## EXERCISE DIRECTIONS
Each entry must come back word for word; drop the images as you go.

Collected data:

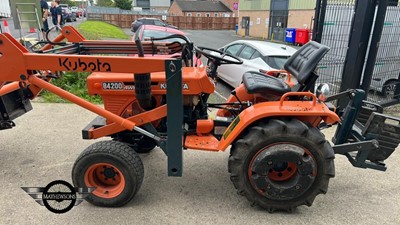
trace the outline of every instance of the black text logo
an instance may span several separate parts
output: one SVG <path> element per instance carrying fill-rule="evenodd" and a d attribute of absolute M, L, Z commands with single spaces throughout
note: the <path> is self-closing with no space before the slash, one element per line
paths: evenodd
<path fill-rule="evenodd" d="M 46 187 L 22 187 L 37 203 L 53 213 L 66 213 L 94 191 L 94 188 L 74 188 L 70 183 L 56 180 Z"/>
<path fill-rule="evenodd" d="M 81 59 L 72 60 L 69 58 L 58 59 L 60 66 L 63 66 L 67 71 L 88 71 L 88 72 L 111 72 L 111 65 L 106 62 L 101 62 L 99 59 L 96 62 L 84 62 Z"/>

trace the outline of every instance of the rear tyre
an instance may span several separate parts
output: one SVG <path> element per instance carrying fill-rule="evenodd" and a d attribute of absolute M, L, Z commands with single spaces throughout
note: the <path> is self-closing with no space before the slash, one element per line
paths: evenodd
<path fill-rule="evenodd" d="M 75 161 L 75 187 L 95 187 L 86 200 L 97 206 L 127 204 L 143 182 L 143 164 L 136 152 L 123 143 L 101 141 L 86 148 Z"/>
<path fill-rule="evenodd" d="M 249 128 L 232 145 L 228 168 L 238 194 L 252 206 L 291 212 L 327 192 L 334 158 L 317 128 L 273 119 Z"/>

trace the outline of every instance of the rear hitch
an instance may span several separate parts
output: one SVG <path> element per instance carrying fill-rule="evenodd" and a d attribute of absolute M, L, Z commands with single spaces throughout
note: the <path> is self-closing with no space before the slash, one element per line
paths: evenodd
<path fill-rule="evenodd" d="M 364 91 L 350 90 L 350 102 L 333 137 L 336 154 L 347 157 L 354 167 L 386 170 L 384 160 L 400 143 L 400 118 L 384 115 L 382 107 L 364 101 Z"/>

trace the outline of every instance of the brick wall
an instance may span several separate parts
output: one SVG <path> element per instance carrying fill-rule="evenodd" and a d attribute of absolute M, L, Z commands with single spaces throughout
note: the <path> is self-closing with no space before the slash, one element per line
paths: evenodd
<path fill-rule="evenodd" d="M 311 29 L 311 19 L 314 14 L 314 10 L 291 10 L 289 11 L 287 27 Z"/>
<path fill-rule="evenodd" d="M 161 15 L 147 16 L 162 19 Z M 122 28 L 130 28 L 131 23 L 140 17 L 143 17 L 143 15 L 88 13 L 88 20 L 104 21 Z M 167 22 L 182 30 L 234 30 L 237 18 L 167 16 Z"/>
<path fill-rule="evenodd" d="M 183 16 L 181 8 L 179 8 L 178 4 L 174 1 L 168 9 L 168 13 L 171 16 Z"/>
<path fill-rule="evenodd" d="M 209 14 L 209 17 L 224 17 L 223 12 L 182 12 L 181 8 L 179 8 L 178 4 L 176 4 L 175 2 L 172 3 L 171 7 L 168 10 L 169 15 L 171 16 L 193 16 L 193 17 L 207 17 L 207 14 Z M 231 12 L 227 12 L 229 13 L 229 16 L 232 17 L 233 13 Z M 189 14 L 189 15 L 188 15 Z M 215 16 L 215 14 L 218 14 L 217 16 Z"/>
<path fill-rule="evenodd" d="M 209 16 L 207 16 L 209 14 Z M 185 12 L 182 16 L 193 16 L 193 17 L 225 17 L 221 12 Z M 232 17 L 232 13 L 229 13 L 229 17 Z"/>
<path fill-rule="evenodd" d="M 250 17 L 250 29 L 249 29 L 249 36 L 251 37 L 259 37 L 259 38 L 267 38 L 268 37 L 268 26 L 266 24 L 269 22 L 269 11 L 240 11 L 240 18 L 239 18 L 239 30 L 238 34 L 241 36 L 245 35 L 245 30 L 241 26 L 242 17 Z M 257 24 L 257 18 L 259 18 L 259 24 Z"/>

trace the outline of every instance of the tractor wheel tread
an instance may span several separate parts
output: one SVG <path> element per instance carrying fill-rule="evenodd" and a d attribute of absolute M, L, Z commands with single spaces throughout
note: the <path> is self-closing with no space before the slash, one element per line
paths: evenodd
<path fill-rule="evenodd" d="M 246 129 L 235 143 L 232 144 L 228 161 L 228 171 L 237 193 L 244 195 L 251 205 L 258 205 L 268 212 L 283 210 L 292 212 L 300 205 L 311 206 L 315 197 L 328 190 L 329 179 L 334 177 L 334 152 L 325 136 L 309 123 L 297 119 L 271 119 L 258 123 Z M 298 138 L 298 136 L 302 138 Z M 312 148 L 309 151 L 317 157 L 318 175 L 309 190 L 302 196 L 292 200 L 271 200 L 258 194 L 248 181 L 248 165 L 250 159 L 272 140 L 285 138 L 304 143 Z M 297 143 L 298 143 L 297 142 Z M 243 143 L 247 143 L 244 145 Z M 272 142 L 273 143 L 273 142 Z M 316 155 L 317 154 L 317 155 Z M 317 163 L 318 164 L 318 163 Z"/>
<path fill-rule="evenodd" d="M 86 200 L 94 205 L 106 207 L 119 207 L 127 204 L 136 195 L 143 183 L 144 167 L 140 157 L 124 143 L 110 140 L 96 142 L 87 147 L 74 163 L 72 180 L 75 186 L 85 186 L 83 176 L 86 169 L 90 166 L 88 163 L 97 158 L 119 162 L 119 165 L 125 167 L 126 173 L 124 173 L 124 177 L 127 185 L 131 182 L 130 179 L 134 182 L 130 184 L 132 186 L 131 190 L 125 190 L 128 189 L 125 188 L 123 193 L 114 198 L 105 199 L 90 194 L 86 197 Z M 121 170 L 121 168 L 119 169 Z"/>

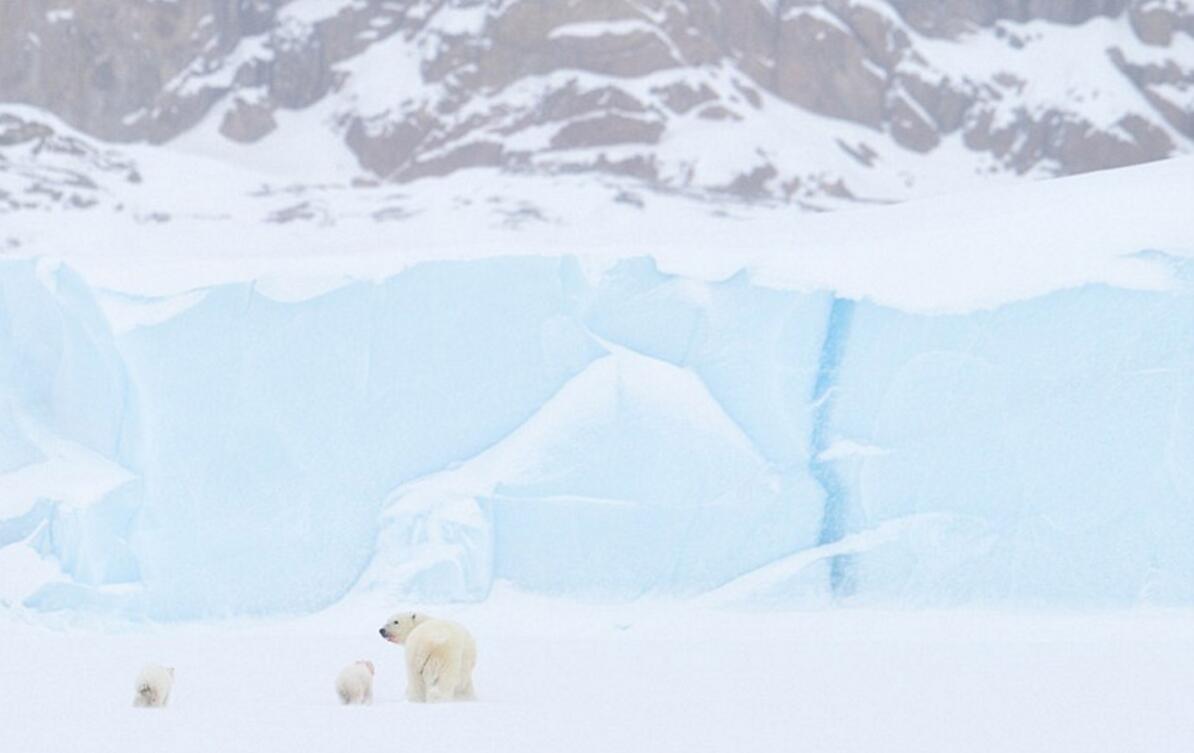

## SOLVED EXERCISE
trace the outline of every instance of the black text logo
an instance may span several separate parts
output: one SVG <path> element per instance carrying fill-rule="evenodd" and a d attribute of absolute M, L, Z commands with single spaces throughout
note: the <path> is self-closing with no space before the slash, one element per line
paths: evenodd
<path fill-rule="evenodd" d="M 46 187 L 22 187 L 37 203 L 53 213 L 66 213 L 94 191 L 94 188 L 74 188 L 70 183 L 56 180 Z"/>
<path fill-rule="evenodd" d="M 81 59 L 72 60 L 69 58 L 58 59 L 60 66 L 63 66 L 67 71 L 88 71 L 88 72 L 111 72 L 111 65 L 106 62 L 101 62 L 99 59 L 96 62 L 84 62 Z"/>

trace the outline of every instance of the rear tyre
an instance may span several separate parts
output: one SVG <path> element per instance carrying fill-rule="evenodd" and a d attribute of absolute M, L, Z commands with single spaces throughout
note: the <path> is self-closing with no space before the slash, one element per line
paths: evenodd
<path fill-rule="evenodd" d="M 75 161 L 75 187 L 95 187 L 86 200 L 97 206 L 127 204 L 143 182 L 143 164 L 136 152 L 123 143 L 101 141 L 86 148 Z"/>
<path fill-rule="evenodd" d="M 249 128 L 232 145 L 228 168 L 238 194 L 252 206 L 291 212 L 327 192 L 334 158 L 317 128 L 273 119 Z"/>

trace the outline of every instance of the rear hitch
an instance may span several separate parts
output: one SVG <path> element per instance carrying fill-rule="evenodd" and a d attribute of absolute M, L, Z commands with single spaces throughout
note: the <path> is self-closing with no space before the slash, one element per line
paths: evenodd
<path fill-rule="evenodd" d="M 364 91 L 350 90 L 350 102 L 333 137 L 336 154 L 347 157 L 354 167 L 386 170 L 384 160 L 400 143 L 400 118 L 384 115 L 382 107 L 364 101 Z"/>

trace the outline of every instance of the brick wall
an instance may span several separate parts
output: one SVG <path> element per instance carrying fill-rule="evenodd" and a d attribute of absolute M, L, Z commands with single spaces throughout
note: the <path> is self-closing with no space before the slash, one element per line
paths: evenodd
<path fill-rule="evenodd" d="M 311 29 L 311 19 L 314 14 L 314 10 L 291 10 L 289 11 L 287 27 Z"/>
<path fill-rule="evenodd" d="M 161 15 L 147 16 L 162 19 Z M 122 28 L 130 28 L 131 23 L 140 17 L 143 17 L 143 15 L 88 13 L 88 20 L 104 21 Z M 167 22 L 182 30 L 234 30 L 237 18 L 167 16 Z"/>
<path fill-rule="evenodd" d="M 183 16 L 181 8 L 179 8 L 178 4 L 174 1 L 168 9 L 168 13 L 171 16 Z"/>
<path fill-rule="evenodd" d="M 209 14 L 209 17 L 224 17 L 223 12 L 182 12 L 181 8 L 179 8 L 178 4 L 176 4 L 175 2 L 172 3 L 171 7 L 168 10 L 169 15 L 171 16 L 193 16 L 193 17 L 207 17 L 207 14 Z M 231 12 L 227 12 L 229 13 L 229 16 L 232 17 L 233 13 Z M 189 14 L 189 15 L 188 15 Z M 215 16 L 215 14 L 218 14 L 217 16 Z"/>
<path fill-rule="evenodd" d="M 209 16 L 207 16 L 209 14 Z M 185 12 L 182 16 L 193 16 L 193 17 L 225 17 L 221 12 Z M 232 17 L 232 13 L 229 13 L 229 17 Z"/>
<path fill-rule="evenodd" d="M 250 17 L 250 29 L 249 29 L 249 36 L 251 37 L 259 37 L 259 38 L 267 38 L 268 37 L 268 26 L 266 24 L 269 22 L 269 11 L 240 11 L 240 18 L 239 18 L 239 30 L 238 34 L 241 36 L 245 35 L 245 30 L 241 26 L 242 17 Z M 257 24 L 257 18 L 259 18 L 259 24 Z"/>

trace the outline of every instance of the tractor wheel tread
an instance may span several separate parts
output: one SVG <path> element per instance carrying fill-rule="evenodd" and a d attribute of absolute M, L, Z commands with single spaces throughout
note: the <path> is self-closing with no space before the slash, one element per line
paths: evenodd
<path fill-rule="evenodd" d="M 246 129 L 235 143 L 232 144 L 228 161 L 228 171 L 237 193 L 244 195 L 251 205 L 258 205 L 268 212 L 283 210 L 292 212 L 300 205 L 311 206 L 315 197 L 328 190 L 329 179 L 334 177 L 334 152 L 325 136 L 309 123 L 297 119 L 271 119 L 258 123 Z M 298 138 L 298 136 L 302 138 Z M 312 148 L 309 151 L 317 157 L 318 175 L 309 190 L 302 196 L 292 200 L 271 200 L 258 194 L 248 181 L 248 165 L 250 159 L 272 140 L 285 138 L 304 143 Z M 297 143 L 298 143 L 297 142 Z M 243 143 L 247 143 L 244 145 Z M 272 142 L 273 143 L 273 142 Z M 316 155 L 317 154 L 317 155 Z M 317 163 L 318 164 L 318 163 Z"/>
<path fill-rule="evenodd" d="M 86 200 L 94 205 L 106 207 L 119 207 L 127 204 L 136 195 L 143 183 L 144 167 L 140 157 L 124 143 L 110 140 L 96 142 L 87 147 L 74 163 L 72 180 L 75 186 L 85 186 L 83 176 L 86 169 L 90 166 L 88 163 L 97 158 L 119 162 L 119 165 L 125 167 L 126 173 L 124 173 L 124 177 L 127 185 L 131 182 L 130 179 L 134 182 L 130 184 L 132 186 L 131 190 L 125 190 L 128 189 L 125 188 L 123 193 L 114 198 L 105 199 L 90 194 L 86 197 Z M 121 170 L 121 168 L 119 169 Z"/>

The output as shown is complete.